_Texto extraído_
========
La cárcel y su mundo: reflexiones para una sociedad sin jaulas



Massimo Passamani

Cuatro puntos sobre los que reflexionar, nada más. La pregunta fundamental, la que todos los libros eluden siempre, dejándola al margen o tendiendo a confundir de modo más o menos eficaz, esta pregunta fundamental es: si la cárcel significa punición, castigo, pena, evidentemente, hace referencia a la transgresión de una determinada regla (de hecho, la punición interviene en el momento en que la regla se trasgrede, se viola). Ahora, la transgresión de la regla remite a su vez al concepto mismo de regla, es decir, a quién decide –y cómo– las reglas de una sociedad. Esta es la cuestión que los distintos operadores del sector, los expertos, no afrontan nunca. Esta es la cuestión que contiene todas las demás y que, si se desarrolla hasta el final, amenaza con derrumbar todo el edificio social y, con él, sus prisiones. ¿Quién decide, y cómo, las reglas de esta sociedad?


Está claro que todas las chácharas que se cuentan sobre el poder del ciudadano (“el ciudadano, esa cosa pública que ha suplantado al hombre”, decía Darien), sobre la participación directa, se muestran cada vez más como lo que realmente son, mentiras. Decidir, en esta sociedad y en todas las sociedades basadas en el Estado, en la división de clases, en la propiedad, lo hace una reducida minoría de individuos que se autodenomina representantes del “pueblo” y que imponen, basándose en determinados poderes ejecutivos (coercitivos), sus reglas. Esta definición, más bien genérica, resalta de inmediato que regla y ley, acuerdo y ley, no son sinónimos. La ley no es una regla como las demás, es una forma particular de concebir y definir la regla: la ley es una regla autoritaria, es una regla coercitiva impuesta, además, por una reducida minoría. Ahora bien, es posible concebir un modo completamente distinto de definir las reglas, o dicho de otra manera, de tomar acuerdos. Por tanto, si no hay coincidencia entre acuerdo y ley, la pregunta fundamental es: ¿cómo se puede puede castigar a un individuo o conjunto de individuos en base a una reglas coercitivas, esto es, leyes que nunca han suscrito, que nunca han aceptado libremente, que nunca han establecido? Esta es una cuestión extremadamente simple, pero que nunca se formula.
========
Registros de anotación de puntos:
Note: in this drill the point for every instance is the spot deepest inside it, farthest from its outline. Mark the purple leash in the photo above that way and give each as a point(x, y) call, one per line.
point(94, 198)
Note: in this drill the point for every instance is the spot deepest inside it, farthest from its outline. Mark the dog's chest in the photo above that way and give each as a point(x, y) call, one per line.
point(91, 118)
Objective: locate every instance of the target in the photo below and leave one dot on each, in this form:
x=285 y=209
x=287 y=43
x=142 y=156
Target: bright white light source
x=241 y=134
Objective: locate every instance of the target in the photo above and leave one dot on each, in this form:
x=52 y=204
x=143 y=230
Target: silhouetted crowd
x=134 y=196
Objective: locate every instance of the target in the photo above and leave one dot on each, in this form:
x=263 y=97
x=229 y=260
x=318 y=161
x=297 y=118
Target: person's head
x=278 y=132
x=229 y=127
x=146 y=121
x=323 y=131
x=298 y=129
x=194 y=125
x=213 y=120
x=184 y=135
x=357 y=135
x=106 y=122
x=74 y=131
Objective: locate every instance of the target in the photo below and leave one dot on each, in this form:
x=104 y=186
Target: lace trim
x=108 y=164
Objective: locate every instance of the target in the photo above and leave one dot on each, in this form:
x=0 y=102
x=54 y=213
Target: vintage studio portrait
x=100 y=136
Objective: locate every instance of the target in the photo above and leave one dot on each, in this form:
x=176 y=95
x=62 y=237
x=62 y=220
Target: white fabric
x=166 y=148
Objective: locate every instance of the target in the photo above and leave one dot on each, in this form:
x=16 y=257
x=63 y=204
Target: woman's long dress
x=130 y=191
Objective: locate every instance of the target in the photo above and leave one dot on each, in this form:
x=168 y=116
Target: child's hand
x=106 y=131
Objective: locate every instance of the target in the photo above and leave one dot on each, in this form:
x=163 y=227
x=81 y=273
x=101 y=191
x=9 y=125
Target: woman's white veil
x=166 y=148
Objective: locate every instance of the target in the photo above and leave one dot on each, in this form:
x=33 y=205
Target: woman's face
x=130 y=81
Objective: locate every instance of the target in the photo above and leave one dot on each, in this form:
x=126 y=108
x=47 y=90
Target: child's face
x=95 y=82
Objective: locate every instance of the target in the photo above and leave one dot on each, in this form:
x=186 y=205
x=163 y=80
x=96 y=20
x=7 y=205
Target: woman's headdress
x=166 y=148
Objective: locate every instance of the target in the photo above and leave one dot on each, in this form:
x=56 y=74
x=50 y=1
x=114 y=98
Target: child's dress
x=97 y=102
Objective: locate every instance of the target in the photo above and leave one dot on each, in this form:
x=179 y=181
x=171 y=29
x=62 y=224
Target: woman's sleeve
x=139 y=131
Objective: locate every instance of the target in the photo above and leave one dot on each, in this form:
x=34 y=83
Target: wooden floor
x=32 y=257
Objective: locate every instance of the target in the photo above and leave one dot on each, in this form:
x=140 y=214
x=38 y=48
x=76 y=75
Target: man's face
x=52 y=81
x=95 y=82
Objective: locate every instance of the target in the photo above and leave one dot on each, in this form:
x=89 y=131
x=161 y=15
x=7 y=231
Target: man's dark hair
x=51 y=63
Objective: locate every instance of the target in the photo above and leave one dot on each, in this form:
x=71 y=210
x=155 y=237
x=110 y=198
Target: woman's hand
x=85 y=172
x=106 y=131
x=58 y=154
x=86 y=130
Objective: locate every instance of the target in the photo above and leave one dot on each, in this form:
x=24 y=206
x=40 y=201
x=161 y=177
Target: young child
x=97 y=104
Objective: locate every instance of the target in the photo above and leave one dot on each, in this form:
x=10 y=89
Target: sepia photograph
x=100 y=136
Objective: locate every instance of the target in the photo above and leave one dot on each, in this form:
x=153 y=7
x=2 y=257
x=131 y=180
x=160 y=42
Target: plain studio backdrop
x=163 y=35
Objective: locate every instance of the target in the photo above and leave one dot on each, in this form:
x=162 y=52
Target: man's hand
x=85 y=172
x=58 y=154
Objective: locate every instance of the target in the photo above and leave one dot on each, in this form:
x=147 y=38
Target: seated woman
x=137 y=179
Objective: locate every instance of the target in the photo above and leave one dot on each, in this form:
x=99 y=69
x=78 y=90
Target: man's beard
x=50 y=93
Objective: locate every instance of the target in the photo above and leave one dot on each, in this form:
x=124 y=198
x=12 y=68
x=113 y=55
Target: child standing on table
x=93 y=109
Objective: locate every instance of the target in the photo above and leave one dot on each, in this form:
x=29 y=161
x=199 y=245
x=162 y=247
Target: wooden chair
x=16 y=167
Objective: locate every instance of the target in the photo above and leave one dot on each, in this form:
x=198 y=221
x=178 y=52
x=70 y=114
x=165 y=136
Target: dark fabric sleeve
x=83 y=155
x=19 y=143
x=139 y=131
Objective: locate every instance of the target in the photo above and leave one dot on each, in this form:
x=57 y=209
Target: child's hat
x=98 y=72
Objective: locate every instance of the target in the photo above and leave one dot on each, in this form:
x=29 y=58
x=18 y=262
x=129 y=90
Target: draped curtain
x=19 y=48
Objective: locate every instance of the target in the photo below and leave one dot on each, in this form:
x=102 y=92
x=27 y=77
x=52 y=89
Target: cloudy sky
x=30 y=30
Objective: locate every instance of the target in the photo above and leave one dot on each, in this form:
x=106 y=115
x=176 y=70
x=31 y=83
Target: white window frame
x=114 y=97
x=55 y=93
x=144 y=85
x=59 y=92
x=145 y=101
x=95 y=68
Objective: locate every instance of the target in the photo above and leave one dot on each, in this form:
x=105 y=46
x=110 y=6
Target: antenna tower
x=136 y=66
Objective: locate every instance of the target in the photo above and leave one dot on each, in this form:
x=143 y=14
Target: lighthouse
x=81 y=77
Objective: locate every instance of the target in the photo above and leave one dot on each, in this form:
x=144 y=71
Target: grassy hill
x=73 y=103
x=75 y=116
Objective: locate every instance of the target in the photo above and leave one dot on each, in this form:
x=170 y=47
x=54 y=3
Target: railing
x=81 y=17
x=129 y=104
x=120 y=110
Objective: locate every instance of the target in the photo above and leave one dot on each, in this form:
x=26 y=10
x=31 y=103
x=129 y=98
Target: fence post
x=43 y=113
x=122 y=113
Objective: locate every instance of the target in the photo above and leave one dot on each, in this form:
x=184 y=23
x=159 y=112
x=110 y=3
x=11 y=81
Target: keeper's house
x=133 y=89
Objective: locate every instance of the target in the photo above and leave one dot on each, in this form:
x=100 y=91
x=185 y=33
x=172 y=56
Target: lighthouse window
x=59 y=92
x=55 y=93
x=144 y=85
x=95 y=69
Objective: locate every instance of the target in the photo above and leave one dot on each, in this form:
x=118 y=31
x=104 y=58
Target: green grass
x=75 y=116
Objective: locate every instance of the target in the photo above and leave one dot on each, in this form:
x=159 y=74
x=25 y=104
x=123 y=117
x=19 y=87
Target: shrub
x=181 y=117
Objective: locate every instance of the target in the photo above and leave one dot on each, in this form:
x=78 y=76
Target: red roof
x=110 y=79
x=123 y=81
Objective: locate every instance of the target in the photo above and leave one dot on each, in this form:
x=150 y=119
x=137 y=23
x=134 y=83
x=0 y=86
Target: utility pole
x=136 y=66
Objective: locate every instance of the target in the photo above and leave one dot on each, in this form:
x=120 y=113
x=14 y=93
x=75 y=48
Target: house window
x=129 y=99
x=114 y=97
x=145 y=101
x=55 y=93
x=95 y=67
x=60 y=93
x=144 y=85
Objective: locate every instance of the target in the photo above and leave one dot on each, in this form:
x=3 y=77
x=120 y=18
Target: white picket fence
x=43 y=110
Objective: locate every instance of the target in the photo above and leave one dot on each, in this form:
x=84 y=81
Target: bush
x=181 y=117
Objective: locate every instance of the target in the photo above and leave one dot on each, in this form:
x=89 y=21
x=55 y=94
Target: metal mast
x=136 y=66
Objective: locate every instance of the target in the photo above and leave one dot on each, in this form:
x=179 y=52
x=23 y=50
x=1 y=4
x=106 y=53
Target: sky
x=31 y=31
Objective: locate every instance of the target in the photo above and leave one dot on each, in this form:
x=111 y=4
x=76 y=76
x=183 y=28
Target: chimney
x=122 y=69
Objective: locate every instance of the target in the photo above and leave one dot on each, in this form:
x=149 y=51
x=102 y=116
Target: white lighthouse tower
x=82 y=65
========
_Tareas_
[1] Responde, por favor, estas preguntas sobre el texto acerca de la cárcel:
(a) ¿A quién se atribuye la frase "el ciudadano, esa cosa pública que ha suplantado al hombre"?
(b) Según el texto, ¿a qué hace referencia la cárcel si significa punición?
(c) ¿Quién decide en las sociedades basadas en el Estado, según el texto?
[2] Cambia "los expertos" por "los especialistas" y reproduce el fragmento del texto sobre la cárcel que va de "Cuatro puntos sobre" a "de esta sociedad?".
[3] Prosigue el texto sobre la cárcel a partir de donde termina.

_Respuestas por tarea_
[1]
(a) A Darien.
(b) A la transgresión de una determinada regla.
(c) Una reducida minoría de individuos que se autodenomina representantes del "pueblo".

[2]
Cuatro puntos sobre los que reflexionar, nada más. La pregunta fundamental, la que todos los libros eluden siempre, dejándola al margen o tendiendo a confundir de modo más o menos eficaz, esta pregunta fundamental es: si la cárcel significa punición, castigo, pena, evidentemente, hace referencia a la transgresión de una determinada regla (de hecho, la punición interviene en el momento en que la regla se trasgrede, se viola). Ahora, la transgresión de la regla remite a su vez al concepto mismo de regla, es decir, a quién decide –y cómo– las reglas de una sociedad. Esta es la cuestión que los distintos operadores del sector, los especialistas, no afrontan nunca. Esta es la cuestión que contiene todas las demás y que, si se desarrolla hasta el final, amenaza con derrumbar todo el edificio social y, con él, sus prisiones. ¿Quién decide, y cómo, las reglas de esta sociedad?

[3]
Sin plantear aun la pregunta de qué significa concebir las relaciones entre individuos en términos de punición, castigo, pena; sin plantear aun esta cuestión, es necesario preguntarse si es legítimo, justo, útil, agradable, que un individuo, un conjunto de individuos, sean reprimidos, castigados, encerrados, torturados por la transgresión de normas que nunca han concebido ni suscrito. Es esta la cuestión fundamental a la que se intenta encontrar respuesta, una respuesta que a pesar de ser teórica, debe hacerse espacio en la práctica. Ahora, evidentemente, en la misma forma en que planteo aquí el problema a contraluz, se puede ver cómo pienso afrontarlo.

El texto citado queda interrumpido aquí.